Ruido, peleas e inseguridad emborronan la fama de los locales subterráneos de la zona

Uno de los pasadizos de los bajos de Azca.
Uno de los pasadizos de los bajos de Azca.Santi Burgos

De día es uno de los centros de negocio más importantes de Madrid, donde abundan los comercios y pasean centenares de ejecutivos trajeados. De noche, el entramado de pasadizos subterráneos de Azca —la manzana de torres entre Nuevos Ministerios y el Santiago Bernabéu— se convierte en un centro de ocio nocturno con una fama poco recomendable. La llamada viene de la calle de Orense: “Si quiere mambo, descienda las escaleras”, reza un cartel pegado en la pared. Abajo, discotecas y prostíbulos comparten espacio con establecimientos de comida rápida, saunas y una parroquia evangélica.

(Algunas entradas)
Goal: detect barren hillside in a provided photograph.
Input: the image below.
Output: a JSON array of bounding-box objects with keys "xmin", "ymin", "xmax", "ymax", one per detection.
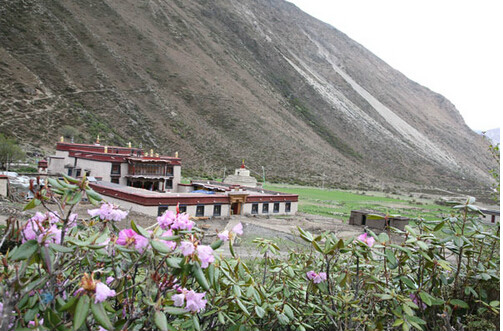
[{"xmin": 0, "ymin": 0, "xmax": 493, "ymax": 192}]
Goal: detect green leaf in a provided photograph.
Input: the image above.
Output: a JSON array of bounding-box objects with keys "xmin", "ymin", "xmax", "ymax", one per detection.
[
  {"xmin": 164, "ymin": 306, "xmax": 188, "ymax": 315},
  {"xmin": 154, "ymin": 310, "xmax": 168, "ymax": 331},
  {"xmin": 210, "ymin": 239, "xmax": 224, "ymax": 250},
  {"xmin": 40, "ymin": 246, "xmax": 52, "ymax": 274},
  {"xmin": 255, "ymin": 306, "xmax": 265, "ymax": 318},
  {"xmin": 297, "ymin": 226, "xmax": 313, "ymax": 242},
  {"xmin": 9, "ymin": 240, "xmax": 38, "ymax": 261},
  {"xmin": 131, "ymin": 220, "xmax": 150, "ymax": 238},
  {"xmin": 91, "ymin": 302, "xmax": 114, "ymax": 330},
  {"xmin": 150, "ymin": 239, "xmax": 172, "ymax": 254},
  {"xmin": 49, "ymin": 243, "xmax": 75, "ymax": 253},
  {"xmin": 449, "ymin": 299, "xmax": 468, "ymax": 309},
  {"xmin": 68, "ymin": 191, "xmax": 82, "ymax": 205},
  {"xmin": 58, "ymin": 296, "xmax": 78, "ymax": 312},
  {"xmin": 419, "ymin": 291, "xmax": 431, "ymax": 306},
  {"xmin": 73, "ymin": 295, "xmax": 90, "ymax": 330},
  {"xmin": 166, "ymin": 257, "xmax": 182, "ymax": 269},
  {"xmin": 377, "ymin": 232, "xmax": 389, "ymax": 244},
  {"xmin": 23, "ymin": 199, "xmax": 42, "ymax": 211},
  {"xmin": 386, "ymin": 249, "xmax": 398, "ymax": 269},
  {"xmin": 192, "ymin": 314, "xmax": 201, "ymax": 331},
  {"xmin": 417, "ymin": 240, "xmax": 428, "ymax": 251},
  {"xmin": 236, "ymin": 298, "xmax": 250, "ymax": 316},
  {"xmin": 192, "ymin": 262, "xmax": 210, "ymax": 291},
  {"xmin": 405, "ymin": 225, "xmax": 417, "ymax": 236}
]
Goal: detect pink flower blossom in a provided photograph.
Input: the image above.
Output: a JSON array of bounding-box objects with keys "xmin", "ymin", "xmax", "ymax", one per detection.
[
  {"xmin": 87, "ymin": 202, "xmax": 128, "ymax": 222},
  {"xmin": 197, "ymin": 245, "xmax": 215, "ymax": 269},
  {"xmin": 159, "ymin": 230, "xmax": 176, "ymax": 250},
  {"xmin": 157, "ymin": 210, "xmax": 176, "ymax": 230},
  {"xmin": 171, "ymin": 213, "xmax": 194, "ymax": 231},
  {"xmin": 180, "ymin": 241, "xmax": 195, "ymax": 256},
  {"xmin": 232, "ymin": 223, "xmax": 243, "ymax": 236},
  {"xmin": 94, "ymin": 282, "xmax": 115, "ymax": 303},
  {"xmin": 409, "ymin": 293, "xmax": 426, "ymax": 310},
  {"xmin": 358, "ymin": 233, "xmax": 375, "ymax": 247},
  {"xmin": 185, "ymin": 290, "xmax": 206, "ymax": 313},
  {"xmin": 171, "ymin": 293, "xmax": 185, "ymax": 307},
  {"xmin": 217, "ymin": 230, "xmax": 229, "ymax": 241},
  {"xmin": 306, "ymin": 270, "xmax": 327, "ymax": 284},
  {"xmin": 68, "ymin": 213, "xmax": 79, "ymax": 228},
  {"xmin": 117, "ymin": 229, "xmax": 148, "ymax": 253}
]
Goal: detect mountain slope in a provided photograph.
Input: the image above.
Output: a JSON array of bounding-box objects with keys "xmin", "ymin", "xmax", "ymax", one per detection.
[{"xmin": 0, "ymin": 0, "xmax": 493, "ymax": 191}]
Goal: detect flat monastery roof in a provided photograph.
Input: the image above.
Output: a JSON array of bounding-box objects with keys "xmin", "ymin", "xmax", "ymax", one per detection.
[{"xmin": 89, "ymin": 181, "xmax": 298, "ymax": 206}]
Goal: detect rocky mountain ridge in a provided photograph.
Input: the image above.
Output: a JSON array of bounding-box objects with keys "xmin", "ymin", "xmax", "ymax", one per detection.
[{"xmin": 0, "ymin": 0, "xmax": 494, "ymax": 192}]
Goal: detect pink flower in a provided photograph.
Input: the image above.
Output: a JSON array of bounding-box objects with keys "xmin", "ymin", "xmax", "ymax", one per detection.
[
  {"xmin": 68, "ymin": 213, "xmax": 79, "ymax": 228},
  {"xmin": 117, "ymin": 229, "xmax": 148, "ymax": 253},
  {"xmin": 306, "ymin": 270, "xmax": 316, "ymax": 280},
  {"xmin": 409, "ymin": 293, "xmax": 426, "ymax": 310},
  {"xmin": 180, "ymin": 241, "xmax": 195, "ymax": 256},
  {"xmin": 157, "ymin": 210, "xmax": 176, "ymax": 230},
  {"xmin": 159, "ymin": 230, "xmax": 176, "ymax": 250},
  {"xmin": 87, "ymin": 202, "xmax": 128, "ymax": 222},
  {"xmin": 171, "ymin": 213, "xmax": 194, "ymax": 231},
  {"xmin": 185, "ymin": 290, "xmax": 206, "ymax": 313},
  {"xmin": 232, "ymin": 223, "xmax": 243, "ymax": 236},
  {"xmin": 306, "ymin": 270, "xmax": 327, "ymax": 284},
  {"xmin": 94, "ymin": 282, "xmax": 115, "ymax": 303},
  {"xmin": 197, "ymin": 245, "xmax": 215, "ymax": 269},
  {"xmin": 358, "ymin": 233, "xmax": 375, "ymax": 247},
  {"xmin": 171, "ymin": 293, "xmax": 185, "ymax": 307},
  {"xmin": 217, "ymin": 230, "xmax": 229, "ymax": 241}
]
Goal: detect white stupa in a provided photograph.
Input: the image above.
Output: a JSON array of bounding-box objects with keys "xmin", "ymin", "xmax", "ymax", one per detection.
[{"xmin": 224, "ymin": 160, "xmax": 257, "ymax": 187}]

(TAREA ASIGNADA)
Devuelve íntegro el texto dado, sin alterar ninguna palabra ni signo. Las entradas no tienen relación alguna con el texto dado.

(RESPUESTA)
Ruido, peleas e inseguridad emborronan la fama de los locales subterráneos de la zona

Uno de los pasadizos de los bajos de Azca.
Uno de los pasadizos de los bajos de Azca.Santi Burgos

De día es uno de los centros de negocio más importantes de Madrid, donde abundan los comercios y pasean centenares de ejecutivos trajeados. De noche, el entramado de pasadizos subterráneos de Azca —la manzana de torres entre Nuevos Ministerios y el Santiago Bernabéu— se convierte en un centro de ocio nocturno con una fama poco recomendable. La llamada viene de la calle de Orense: “Si quiere mambo, descienda las escaleras”, reza un cartel pegado en la pared. Abajo, discotecas y prostíbulos comparten espacio con establecimientos de comida rápida, saunas y una parroquia evangélica.